> [Texte à lire]
L’ancien officier, père de cinq enfants, décide de se présenter aux élections législatives de novembre 1958 dans la 5e circonscription de la Seine-et-Marne, dont fait partie la ville de Fontainebleau. Il obtient l’investiture de l’Union pour la nouvelle République (UNR) comme du Centre national des Indépendants et paysans (CNIP) et se donne comme but d’ « aider le général de Gaulle, car c’est sur lui et sur lui seul que repose l’avenir de notre Pays ». Il se présente aux électeurs comme un homme qui a « toujours servi la France » et « toujours combattu ses adversaires, intérieurs ou extérieurs », ajoutant que « ceux-ci ne sont pas moins dangereux que ceux-là ». Il vise ainsi les partisans de l’indépendance algérienne, soutiens métropolitains du FLN ou simples critiques des méthodes de l’armée en Algérie. Pierre Battesti plaide pour une consécration définitive du destin de l’Algérie comme province française « avec sa personnalité propre, dans la paix retrouvée, et dans l’esprit du discours de Constantine du général de Gaulle ». Il défend en outre la liberté de l’enseignement et la possibilité pour l’Etat d’accorder des subventions aux établissements privés. Son principal adversaire est le modéré Etienne Dailly, alors premier magistrat de Moncourt-Fromonville, futur sénateur-maire de Nemours. Le 23 novembre 1958, Pierre Battesti rassemble 35,4% des suffrages exprimés et arrive en tête du premier tour. Il est cependant devancé par Etienne Dailly dans deux des six cantons de la circonscription (La Chapelle-la-Reine et Nemours). Le « pied-noir » né dans le Constantinois est élu député de la Seine-et-Marne par 60,4% des voix le 30 novembre 1958, dans le cadre d’une triangulaire qui l’oppose aux candidats communiste, socialiste et poujadiste.

> [Données fournies]
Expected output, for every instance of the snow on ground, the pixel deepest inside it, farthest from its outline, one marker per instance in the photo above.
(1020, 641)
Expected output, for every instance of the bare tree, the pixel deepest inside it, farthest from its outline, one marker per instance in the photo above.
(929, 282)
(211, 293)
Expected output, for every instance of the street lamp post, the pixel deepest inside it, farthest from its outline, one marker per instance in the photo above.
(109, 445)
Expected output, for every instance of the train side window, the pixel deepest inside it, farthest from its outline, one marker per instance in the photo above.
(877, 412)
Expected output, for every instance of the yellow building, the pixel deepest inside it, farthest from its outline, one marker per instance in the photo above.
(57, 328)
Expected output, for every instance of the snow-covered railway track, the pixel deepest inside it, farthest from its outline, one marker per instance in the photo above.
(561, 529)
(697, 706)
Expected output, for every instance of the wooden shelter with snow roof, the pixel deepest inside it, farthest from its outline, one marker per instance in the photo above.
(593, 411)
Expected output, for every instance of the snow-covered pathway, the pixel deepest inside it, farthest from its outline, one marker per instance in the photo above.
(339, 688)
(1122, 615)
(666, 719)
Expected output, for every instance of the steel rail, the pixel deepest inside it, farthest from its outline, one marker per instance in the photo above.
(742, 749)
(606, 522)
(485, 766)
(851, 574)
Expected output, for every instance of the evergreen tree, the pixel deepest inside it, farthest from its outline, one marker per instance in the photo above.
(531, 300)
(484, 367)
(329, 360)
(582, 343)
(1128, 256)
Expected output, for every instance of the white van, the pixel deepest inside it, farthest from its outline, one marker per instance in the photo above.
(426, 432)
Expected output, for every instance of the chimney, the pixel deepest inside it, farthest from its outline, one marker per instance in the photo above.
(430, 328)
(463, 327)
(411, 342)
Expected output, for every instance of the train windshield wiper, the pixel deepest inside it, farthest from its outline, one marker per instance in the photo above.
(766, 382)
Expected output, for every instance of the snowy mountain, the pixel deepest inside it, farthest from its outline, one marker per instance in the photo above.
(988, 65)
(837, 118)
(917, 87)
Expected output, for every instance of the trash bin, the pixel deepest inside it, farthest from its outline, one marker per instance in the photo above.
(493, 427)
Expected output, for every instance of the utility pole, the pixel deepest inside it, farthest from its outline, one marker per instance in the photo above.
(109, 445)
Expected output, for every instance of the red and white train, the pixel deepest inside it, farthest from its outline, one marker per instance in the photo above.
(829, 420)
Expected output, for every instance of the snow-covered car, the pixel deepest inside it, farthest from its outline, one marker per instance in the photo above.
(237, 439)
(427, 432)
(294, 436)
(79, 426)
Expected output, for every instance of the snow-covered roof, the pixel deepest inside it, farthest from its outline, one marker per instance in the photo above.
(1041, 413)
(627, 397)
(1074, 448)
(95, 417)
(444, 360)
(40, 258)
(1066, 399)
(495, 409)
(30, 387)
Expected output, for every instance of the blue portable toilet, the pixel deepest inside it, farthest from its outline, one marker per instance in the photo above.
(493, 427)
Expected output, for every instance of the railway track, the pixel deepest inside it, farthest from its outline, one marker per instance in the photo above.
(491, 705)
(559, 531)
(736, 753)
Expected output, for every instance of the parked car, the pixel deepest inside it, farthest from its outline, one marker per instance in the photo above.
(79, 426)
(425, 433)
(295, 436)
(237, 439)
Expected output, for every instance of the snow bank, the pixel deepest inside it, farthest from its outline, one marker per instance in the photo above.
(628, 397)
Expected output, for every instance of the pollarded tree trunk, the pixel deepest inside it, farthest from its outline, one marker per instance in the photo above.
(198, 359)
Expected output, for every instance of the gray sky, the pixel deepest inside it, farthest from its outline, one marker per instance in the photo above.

> [Consigne] Prolongez le texte relatif à l’élection de Pierre Battesti comme député de la Seine-et-Marne en 1958, à partir de sa dernière phrase.

> [Résultat]
Il s’inscrit d’abord au groupe de l’Union pour la Nouvelle République et y siège jusqu’au 28 octobre 1959. Le 16 septembre 1959, de Gaulle a en effet reconnu le droit des Algériens à l’autodétermination par référendum et évoqué trois solutions institutionnelles : la sécession, la francisation ou l’association. Ce discours est compris comme une menace d’abandon de l’Algérie par les milieux nationalistes. Non inscrit de l’automne 1959 à décembre 1960, Pierre Battesti rejoint à cette date la formation parlementaire du « Regroupement national pour l’Unité de la République ». Il s’agit de l’ancien groupe des élus d’Algérie et du Sahara, que rejoignent des partisans de l’Algérie française comme Léon Delbecque. Pierre Battesti est élu membre du Sénat de la Communauté le 8 juillet 1959.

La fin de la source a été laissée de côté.